━━━━━ EXCERTO DE ORIGEM
Além disso, foi notada uma intensa atividade de veículos ucranianos de
desminagem de terrenos, fazendo prever a iminência do avanço de forças
terrestres.
Acresce que o
programa do atual presidente do regime de Kiev, Volodymir Zelensky, previa a
reconquista pela força do território russo da Crimeia e a «normalização» da
situação nos territórios do Donbass, isto é, a concretização da limpeza étnica.
Postas as coisas
neste pé, afinal a doutrina de Responsabilidade de Proteger será propriedade
única e intransmissível de Washington e da OTAN ou pode servir de exemplo a
outras nações, neste caso a Rússia?
Seguindo a mesma
linha de raciocínio, será que apenas os Estados Unidos e a Aliança Atlântica
podem cercar militarmente outros países, inundando de armas, incluindo de
extermínio em massa, as linhas avançadas das suas forças, sem que as nações
assim ameaçadas tenham o direito de se defender e de proteger populações afins?
Da doutrina R2P
aplicada pelos Estados Unidos e a OTAN nasceu, por exemplo, uma entidade muito
peculiar chamada Kosovo, governada por terroristas islâmicos e funcionando como
entreposto de tráficos vários, entre eles o de órgãos humanos; no entanto,
grande e sonoro é o escândalo porque do R2P aplicado pela Rússia decorre o
reconhecimento de peculiares entidades como as Repúblicas Populares de Donetsk
e Lugansk. «Quem Putin julga que é para reconhecer outros Estados?»,
interrogou-se o penoso Joseph Biden, ligado aos auriculares e fixado no
teleponto, mais ou menos na mesma ocasião em que confirmou o reconhecimento da
anexação ilegal do território sírio dos Montes Golã por Israel. Tudo de uma
transparente coerência, que pode ainda ser reforçada com a possível integração
do Kosovo à OTAN.
━━━━━━━━━━
━━━━━ DADOS DO EXERCÍCIO
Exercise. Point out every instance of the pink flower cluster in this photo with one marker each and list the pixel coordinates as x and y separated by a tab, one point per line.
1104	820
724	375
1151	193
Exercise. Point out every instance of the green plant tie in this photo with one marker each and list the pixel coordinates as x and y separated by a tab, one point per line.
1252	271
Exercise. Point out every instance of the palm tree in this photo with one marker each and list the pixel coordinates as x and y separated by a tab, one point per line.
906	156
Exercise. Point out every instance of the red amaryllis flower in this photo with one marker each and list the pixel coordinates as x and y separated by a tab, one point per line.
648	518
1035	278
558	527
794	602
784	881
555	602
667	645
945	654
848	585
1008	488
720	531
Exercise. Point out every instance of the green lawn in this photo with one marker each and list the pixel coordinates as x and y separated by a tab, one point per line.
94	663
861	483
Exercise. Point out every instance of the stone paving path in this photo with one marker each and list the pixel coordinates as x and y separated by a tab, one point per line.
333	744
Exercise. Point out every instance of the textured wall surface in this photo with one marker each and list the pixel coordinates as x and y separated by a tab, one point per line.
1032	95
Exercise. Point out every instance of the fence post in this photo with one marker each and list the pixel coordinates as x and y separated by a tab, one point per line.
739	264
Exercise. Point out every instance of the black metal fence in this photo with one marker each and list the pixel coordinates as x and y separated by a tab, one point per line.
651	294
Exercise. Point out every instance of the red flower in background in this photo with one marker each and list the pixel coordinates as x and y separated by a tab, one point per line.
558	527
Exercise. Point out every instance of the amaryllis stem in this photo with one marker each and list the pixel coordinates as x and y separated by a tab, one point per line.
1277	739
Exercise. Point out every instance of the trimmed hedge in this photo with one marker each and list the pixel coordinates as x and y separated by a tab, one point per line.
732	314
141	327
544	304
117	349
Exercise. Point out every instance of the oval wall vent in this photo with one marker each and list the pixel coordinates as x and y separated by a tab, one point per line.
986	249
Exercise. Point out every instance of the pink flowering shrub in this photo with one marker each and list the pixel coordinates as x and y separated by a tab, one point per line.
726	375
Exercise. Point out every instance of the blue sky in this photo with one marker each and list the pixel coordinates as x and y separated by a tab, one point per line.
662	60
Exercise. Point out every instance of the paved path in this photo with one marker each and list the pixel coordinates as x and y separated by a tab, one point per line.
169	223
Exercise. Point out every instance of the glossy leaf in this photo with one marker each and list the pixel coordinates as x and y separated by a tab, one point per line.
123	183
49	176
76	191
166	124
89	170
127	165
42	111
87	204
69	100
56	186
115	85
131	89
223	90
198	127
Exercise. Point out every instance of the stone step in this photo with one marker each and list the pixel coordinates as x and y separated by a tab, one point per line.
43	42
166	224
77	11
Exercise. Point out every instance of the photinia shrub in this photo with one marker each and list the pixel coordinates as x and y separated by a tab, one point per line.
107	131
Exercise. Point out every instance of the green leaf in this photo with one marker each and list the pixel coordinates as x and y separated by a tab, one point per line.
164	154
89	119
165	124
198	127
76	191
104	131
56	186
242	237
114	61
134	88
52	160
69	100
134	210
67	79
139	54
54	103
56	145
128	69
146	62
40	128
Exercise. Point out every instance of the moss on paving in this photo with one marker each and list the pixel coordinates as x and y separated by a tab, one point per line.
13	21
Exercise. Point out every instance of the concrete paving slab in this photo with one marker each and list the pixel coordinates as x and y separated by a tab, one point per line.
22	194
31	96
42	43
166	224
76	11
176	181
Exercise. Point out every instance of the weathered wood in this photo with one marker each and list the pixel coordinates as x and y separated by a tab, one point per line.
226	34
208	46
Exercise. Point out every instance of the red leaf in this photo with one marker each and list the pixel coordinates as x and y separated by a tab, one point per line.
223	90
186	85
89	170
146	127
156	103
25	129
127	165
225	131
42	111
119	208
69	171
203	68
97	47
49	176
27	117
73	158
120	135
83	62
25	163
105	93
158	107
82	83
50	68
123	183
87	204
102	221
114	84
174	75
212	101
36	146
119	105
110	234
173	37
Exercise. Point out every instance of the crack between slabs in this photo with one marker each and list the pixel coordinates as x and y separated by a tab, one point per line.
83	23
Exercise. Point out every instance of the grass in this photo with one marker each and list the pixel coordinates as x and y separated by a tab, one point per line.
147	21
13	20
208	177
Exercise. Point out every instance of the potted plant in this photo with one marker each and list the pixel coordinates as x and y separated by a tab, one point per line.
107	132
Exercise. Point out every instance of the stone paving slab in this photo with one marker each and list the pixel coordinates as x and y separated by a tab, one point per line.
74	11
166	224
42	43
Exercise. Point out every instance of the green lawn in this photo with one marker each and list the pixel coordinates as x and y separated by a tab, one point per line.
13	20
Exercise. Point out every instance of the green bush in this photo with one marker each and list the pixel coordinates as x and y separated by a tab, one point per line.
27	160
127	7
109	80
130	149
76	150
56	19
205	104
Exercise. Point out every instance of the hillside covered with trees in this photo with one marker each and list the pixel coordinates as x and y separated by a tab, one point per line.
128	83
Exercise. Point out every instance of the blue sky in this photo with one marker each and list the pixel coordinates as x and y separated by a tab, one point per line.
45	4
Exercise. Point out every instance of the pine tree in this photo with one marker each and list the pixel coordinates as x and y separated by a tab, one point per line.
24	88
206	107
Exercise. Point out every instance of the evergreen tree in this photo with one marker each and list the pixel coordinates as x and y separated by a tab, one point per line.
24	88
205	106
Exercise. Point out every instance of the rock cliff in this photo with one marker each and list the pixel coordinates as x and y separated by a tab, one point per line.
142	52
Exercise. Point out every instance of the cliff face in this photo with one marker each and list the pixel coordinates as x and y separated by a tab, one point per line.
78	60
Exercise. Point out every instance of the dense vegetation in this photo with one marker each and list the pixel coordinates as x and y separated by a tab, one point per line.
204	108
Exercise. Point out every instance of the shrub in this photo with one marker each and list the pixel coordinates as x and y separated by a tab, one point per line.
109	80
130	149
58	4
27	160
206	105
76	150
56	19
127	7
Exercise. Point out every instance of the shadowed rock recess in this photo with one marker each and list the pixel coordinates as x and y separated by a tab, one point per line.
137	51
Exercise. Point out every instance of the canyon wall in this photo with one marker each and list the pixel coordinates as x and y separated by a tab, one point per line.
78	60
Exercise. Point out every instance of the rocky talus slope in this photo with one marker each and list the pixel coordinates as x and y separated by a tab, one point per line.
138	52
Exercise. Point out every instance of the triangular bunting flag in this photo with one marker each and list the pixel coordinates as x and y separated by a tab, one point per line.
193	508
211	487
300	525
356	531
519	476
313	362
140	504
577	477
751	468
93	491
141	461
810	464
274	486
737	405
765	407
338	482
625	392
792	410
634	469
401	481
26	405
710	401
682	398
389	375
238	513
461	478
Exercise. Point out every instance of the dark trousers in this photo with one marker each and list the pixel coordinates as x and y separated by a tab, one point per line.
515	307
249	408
━━━━━━━━━━
**EXERCÍCIOS**
[a] Lista todas as linhas dos registos que contêm a palavra "leaf". Tem em conta a diferença entre maiúsculas e minúsculas.
[b] Retoma o texto sobre a doutrina de Responsabilidade de Proteger e continua-o a partir da última frase.

**RESPOSTAS**
[a]
Exercise. Point out every instance of the glossy leaf in this photo with one marker each and list the pixel coordinates as x and y separated by a tab, one point per line.
Exercise. Point out every instance of the green leaf in this photo with one marker each and list the pixel coordinates as x and y separated by a tab, one point per line.
Exercise. Point out every instance of the red leaf in this photo with one marker each and list the pixel coordinates as x and y separated by a tab, one point per line.

[b]
Quem vai à guerra dá
e leva, é um aforismo português bem enraizado. Parece, porém, que há quem
apenas queira dar sem correr o risco de levar. No fundo, não passa de um
cacoete de quem acha que a impunidade dos comportamentos guiados por
mentalidades coloniais e imperiais dura para sempre.
Porém, os tempos
mudaram; as últimas semanas ilustram bem essa realidade e a reação de novo tipo
ensaiada pela Rússia traduz uma alteração da relação de forças geoestratégica.
Daí também a sufocante barragem de propaganda que executa uma metódica lavagem
no cérebro dos cidadãos, inspirada nos confins totalitários imaginados por
George Orwell.
Um pouco de história recente
Sem ser necessário
recuar por ora aos tempos em que «Lênin, os seus seguidores e a Rússia
comunista bolchevique» criaram a Ucrânia, segundo a história recriada pelo
oligárquico inner circle de Vladimir Putin, façamos uma revisão das origens
mais recentes do problema ucraniano que conduziram à situação atual.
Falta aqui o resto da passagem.